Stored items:
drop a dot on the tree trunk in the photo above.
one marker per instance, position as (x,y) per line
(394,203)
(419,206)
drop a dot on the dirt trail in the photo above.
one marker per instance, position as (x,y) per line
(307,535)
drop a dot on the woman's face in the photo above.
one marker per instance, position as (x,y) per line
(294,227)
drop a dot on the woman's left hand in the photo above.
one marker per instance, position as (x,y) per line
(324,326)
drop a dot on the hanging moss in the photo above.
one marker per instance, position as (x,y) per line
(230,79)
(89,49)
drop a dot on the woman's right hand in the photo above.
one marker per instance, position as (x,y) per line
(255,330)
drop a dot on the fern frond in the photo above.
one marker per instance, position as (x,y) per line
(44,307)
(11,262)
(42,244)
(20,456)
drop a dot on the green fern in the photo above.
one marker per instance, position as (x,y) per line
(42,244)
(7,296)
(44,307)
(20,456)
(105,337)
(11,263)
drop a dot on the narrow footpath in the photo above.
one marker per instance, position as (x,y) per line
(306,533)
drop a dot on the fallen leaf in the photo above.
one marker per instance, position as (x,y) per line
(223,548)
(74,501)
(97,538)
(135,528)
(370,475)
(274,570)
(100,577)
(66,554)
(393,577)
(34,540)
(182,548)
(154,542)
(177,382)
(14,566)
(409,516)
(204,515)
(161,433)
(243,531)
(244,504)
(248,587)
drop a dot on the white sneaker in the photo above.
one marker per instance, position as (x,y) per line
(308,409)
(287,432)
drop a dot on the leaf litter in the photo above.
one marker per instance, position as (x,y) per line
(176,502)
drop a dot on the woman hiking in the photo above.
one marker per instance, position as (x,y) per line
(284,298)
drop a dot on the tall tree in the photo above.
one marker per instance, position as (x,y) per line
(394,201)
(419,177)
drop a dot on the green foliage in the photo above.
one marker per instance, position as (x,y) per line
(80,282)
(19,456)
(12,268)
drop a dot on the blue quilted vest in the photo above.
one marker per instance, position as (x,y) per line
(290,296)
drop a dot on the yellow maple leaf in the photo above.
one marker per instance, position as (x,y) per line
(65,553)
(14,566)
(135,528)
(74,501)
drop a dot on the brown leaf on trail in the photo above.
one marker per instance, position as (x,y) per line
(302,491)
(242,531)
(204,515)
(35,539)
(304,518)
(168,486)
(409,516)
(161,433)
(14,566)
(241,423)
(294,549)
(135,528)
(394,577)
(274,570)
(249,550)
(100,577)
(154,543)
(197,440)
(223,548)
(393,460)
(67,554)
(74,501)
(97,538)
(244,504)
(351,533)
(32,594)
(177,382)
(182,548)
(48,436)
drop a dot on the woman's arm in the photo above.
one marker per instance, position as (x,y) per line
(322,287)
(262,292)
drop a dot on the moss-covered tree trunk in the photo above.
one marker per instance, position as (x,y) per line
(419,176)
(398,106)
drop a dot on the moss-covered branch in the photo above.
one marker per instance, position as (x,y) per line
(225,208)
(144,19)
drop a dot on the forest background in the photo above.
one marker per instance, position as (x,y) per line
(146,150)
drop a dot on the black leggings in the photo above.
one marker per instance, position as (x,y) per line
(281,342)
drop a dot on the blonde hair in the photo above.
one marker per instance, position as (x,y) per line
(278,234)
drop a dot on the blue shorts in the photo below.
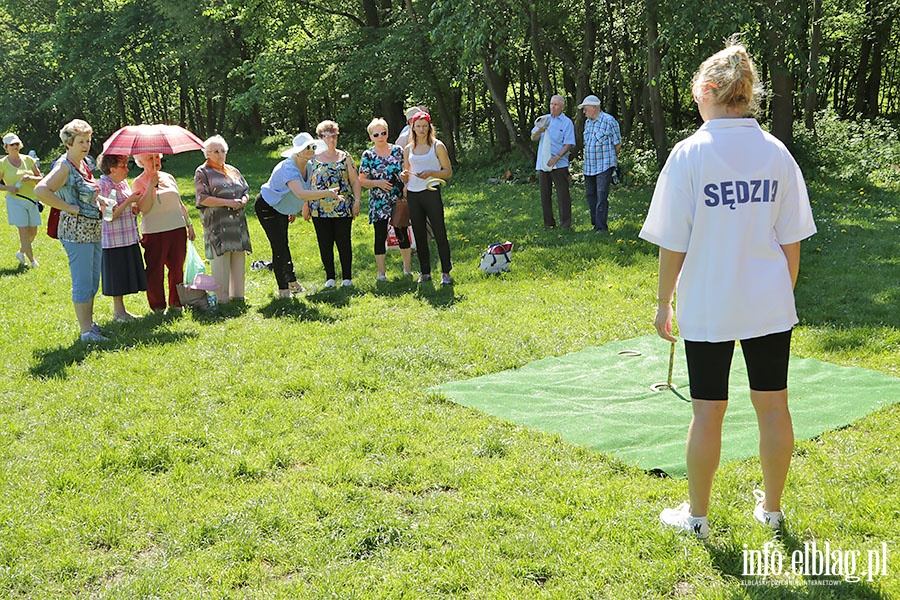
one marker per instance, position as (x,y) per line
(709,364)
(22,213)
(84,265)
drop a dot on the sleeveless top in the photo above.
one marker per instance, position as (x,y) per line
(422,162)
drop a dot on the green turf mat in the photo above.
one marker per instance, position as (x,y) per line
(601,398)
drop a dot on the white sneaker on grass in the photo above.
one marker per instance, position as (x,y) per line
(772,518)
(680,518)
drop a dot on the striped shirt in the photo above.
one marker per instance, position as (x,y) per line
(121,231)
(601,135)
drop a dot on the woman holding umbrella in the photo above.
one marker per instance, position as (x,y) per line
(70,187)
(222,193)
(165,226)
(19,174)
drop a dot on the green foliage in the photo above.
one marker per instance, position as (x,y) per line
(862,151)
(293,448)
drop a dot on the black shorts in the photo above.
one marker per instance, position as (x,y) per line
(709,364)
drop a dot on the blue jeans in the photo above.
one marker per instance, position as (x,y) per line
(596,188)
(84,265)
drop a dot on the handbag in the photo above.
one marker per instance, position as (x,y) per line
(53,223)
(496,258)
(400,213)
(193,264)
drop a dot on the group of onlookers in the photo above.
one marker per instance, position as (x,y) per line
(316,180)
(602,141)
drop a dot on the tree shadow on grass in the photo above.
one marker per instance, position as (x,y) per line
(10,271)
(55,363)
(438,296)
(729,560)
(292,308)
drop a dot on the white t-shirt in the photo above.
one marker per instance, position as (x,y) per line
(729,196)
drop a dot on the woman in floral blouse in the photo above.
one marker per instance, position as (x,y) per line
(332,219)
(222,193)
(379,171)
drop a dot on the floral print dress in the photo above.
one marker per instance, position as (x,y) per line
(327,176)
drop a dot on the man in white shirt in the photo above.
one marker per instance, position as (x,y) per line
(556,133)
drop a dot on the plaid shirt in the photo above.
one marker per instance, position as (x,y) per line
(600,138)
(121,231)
--
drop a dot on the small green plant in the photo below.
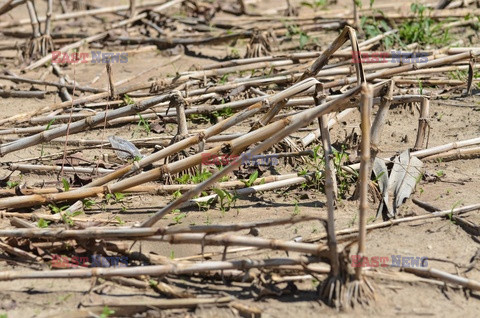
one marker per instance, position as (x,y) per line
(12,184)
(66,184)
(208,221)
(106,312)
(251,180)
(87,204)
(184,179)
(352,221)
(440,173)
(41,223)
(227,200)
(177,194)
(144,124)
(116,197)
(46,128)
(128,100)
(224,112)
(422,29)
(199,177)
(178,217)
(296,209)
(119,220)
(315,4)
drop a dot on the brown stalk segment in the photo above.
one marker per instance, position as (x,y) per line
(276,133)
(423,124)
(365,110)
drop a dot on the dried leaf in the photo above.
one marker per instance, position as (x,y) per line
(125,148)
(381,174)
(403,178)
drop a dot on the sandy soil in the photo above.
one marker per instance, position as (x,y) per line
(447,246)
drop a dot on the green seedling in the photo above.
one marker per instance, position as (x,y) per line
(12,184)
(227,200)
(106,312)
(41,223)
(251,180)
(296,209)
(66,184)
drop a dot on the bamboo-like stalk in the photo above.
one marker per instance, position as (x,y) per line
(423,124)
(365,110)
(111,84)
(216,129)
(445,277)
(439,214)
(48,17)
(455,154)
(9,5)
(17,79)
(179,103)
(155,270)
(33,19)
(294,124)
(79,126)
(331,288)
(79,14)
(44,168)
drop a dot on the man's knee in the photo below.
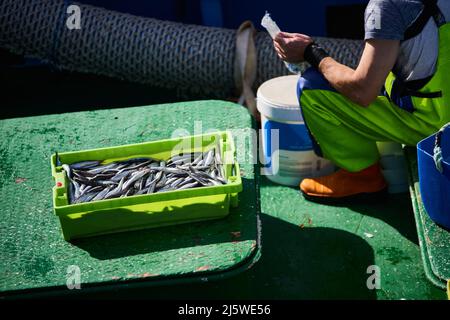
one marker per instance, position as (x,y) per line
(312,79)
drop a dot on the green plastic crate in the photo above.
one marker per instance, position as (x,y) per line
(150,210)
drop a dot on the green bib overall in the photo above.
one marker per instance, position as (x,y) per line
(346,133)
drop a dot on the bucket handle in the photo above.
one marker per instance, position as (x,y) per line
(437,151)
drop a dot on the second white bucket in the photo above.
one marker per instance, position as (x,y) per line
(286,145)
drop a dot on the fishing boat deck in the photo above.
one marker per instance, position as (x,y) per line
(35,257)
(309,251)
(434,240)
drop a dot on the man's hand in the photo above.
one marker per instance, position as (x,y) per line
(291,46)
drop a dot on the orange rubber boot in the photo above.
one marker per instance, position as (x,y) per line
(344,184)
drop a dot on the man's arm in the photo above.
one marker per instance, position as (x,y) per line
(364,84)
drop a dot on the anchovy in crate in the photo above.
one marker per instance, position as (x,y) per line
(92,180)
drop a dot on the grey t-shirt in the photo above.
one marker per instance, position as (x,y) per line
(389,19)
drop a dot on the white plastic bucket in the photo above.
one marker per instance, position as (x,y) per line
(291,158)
==
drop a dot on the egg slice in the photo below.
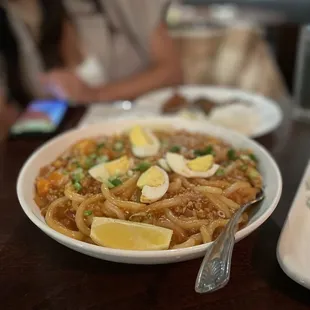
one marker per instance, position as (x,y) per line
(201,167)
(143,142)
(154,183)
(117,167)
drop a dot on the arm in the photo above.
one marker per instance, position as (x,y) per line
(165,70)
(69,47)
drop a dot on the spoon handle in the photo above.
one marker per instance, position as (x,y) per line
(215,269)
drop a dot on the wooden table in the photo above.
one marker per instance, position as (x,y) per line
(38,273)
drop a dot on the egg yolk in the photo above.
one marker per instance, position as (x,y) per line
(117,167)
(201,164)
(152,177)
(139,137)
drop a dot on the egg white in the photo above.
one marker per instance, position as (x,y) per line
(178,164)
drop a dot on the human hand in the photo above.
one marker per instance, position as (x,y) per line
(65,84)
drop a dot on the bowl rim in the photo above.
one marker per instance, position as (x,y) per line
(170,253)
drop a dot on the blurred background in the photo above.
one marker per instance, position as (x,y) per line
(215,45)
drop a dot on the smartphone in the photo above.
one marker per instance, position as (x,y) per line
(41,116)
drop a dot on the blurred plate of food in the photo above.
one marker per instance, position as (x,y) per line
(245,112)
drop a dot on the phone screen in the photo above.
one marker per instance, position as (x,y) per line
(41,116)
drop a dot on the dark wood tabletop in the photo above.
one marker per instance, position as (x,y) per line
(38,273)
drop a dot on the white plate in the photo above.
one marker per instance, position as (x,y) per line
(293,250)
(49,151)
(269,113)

GIVEN EXERCISE:
List every line of the entries that contains the string "trail". Matching is case-sensitive.

THE COMPLETED TASK:
drop a dot on the dirt trail in the photo above.
drop a dot on the brown leaf on trail in the photo above.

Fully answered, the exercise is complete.